*** DATA FOR THIS EXERCISE ***

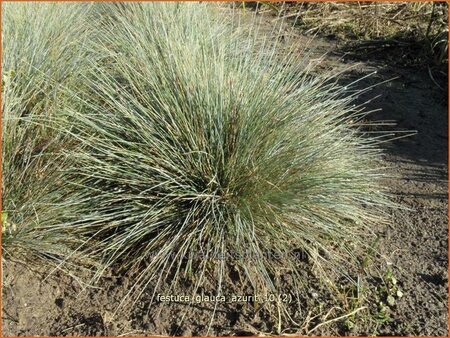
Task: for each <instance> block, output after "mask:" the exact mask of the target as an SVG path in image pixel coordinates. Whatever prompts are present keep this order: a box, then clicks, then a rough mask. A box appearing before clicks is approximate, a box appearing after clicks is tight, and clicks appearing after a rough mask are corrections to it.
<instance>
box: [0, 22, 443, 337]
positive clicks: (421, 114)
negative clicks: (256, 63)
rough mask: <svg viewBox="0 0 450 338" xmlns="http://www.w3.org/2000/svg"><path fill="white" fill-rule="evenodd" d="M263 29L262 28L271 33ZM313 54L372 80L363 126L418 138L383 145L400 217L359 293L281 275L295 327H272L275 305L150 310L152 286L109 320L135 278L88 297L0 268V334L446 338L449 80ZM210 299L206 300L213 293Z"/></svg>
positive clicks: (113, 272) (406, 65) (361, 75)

*** End of DATA FOR THIS EXERCISE ***
*** DATA FOR THIS EXERCISE ***

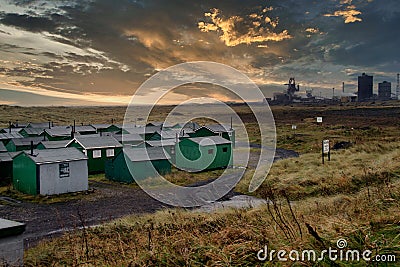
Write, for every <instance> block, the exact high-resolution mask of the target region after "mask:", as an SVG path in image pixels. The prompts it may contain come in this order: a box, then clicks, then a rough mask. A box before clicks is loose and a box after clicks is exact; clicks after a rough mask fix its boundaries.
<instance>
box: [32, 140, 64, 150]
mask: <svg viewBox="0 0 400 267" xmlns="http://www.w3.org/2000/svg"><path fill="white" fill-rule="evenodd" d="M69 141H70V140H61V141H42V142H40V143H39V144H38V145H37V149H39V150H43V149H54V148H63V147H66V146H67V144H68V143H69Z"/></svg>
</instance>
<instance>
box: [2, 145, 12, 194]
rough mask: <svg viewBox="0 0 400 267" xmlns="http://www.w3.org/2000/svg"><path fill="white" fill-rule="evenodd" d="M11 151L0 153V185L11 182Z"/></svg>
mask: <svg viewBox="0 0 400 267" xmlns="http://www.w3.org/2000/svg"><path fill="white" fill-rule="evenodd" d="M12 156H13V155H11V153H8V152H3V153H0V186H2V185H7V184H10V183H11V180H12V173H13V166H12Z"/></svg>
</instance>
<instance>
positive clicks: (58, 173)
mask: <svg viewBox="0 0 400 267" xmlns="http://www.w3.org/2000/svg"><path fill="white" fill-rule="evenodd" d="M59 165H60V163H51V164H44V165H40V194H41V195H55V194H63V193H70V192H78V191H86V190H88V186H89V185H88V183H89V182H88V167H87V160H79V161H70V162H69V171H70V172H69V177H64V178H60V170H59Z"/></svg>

*** End of DATA FOR THIS EXERCISE ***

### [TASK REQUIREMENTS]
Beginning at the line with "Task: for each" and ending at the line with "positive clicks: (113, 272)", reproduce each line of the data above exactly, and add no other lines.

### [EXERCISE SOLUTION]
Task: for each <instance> block, output after "mask:" the exact mask of the target as an SVG path in image pixel coordinates. Whatever prompts are present keep this order: a box, then clicks, then a rough mask. A box appearing before clicks is approximate, a box appearing after clicks is tight, and clicks appearing after a rough mask are corrections to it.
<instance>
box: [0, 22, 443, 337]
positive clicks: (421, 114)
negative clicks: (256, 63)
rough mask: <svg viewBox="0 0 450 338" xmlns="http://www.w3.org/2000/svg"><path fill="white" fill-rule="evenodd" d="M263 29L262 28L271 33ZM313 54L372 80L363 126L418 138L383 145L400 217L359 293L281 275L295 327H272L275 305L150 310L152 286L109 320L135 278L88 297L0 268V334L446 338L449 80ZM210 299L206 300L213 293Z"/></svg>
positive clicks: (113, 272) (406, 65) (361, 75)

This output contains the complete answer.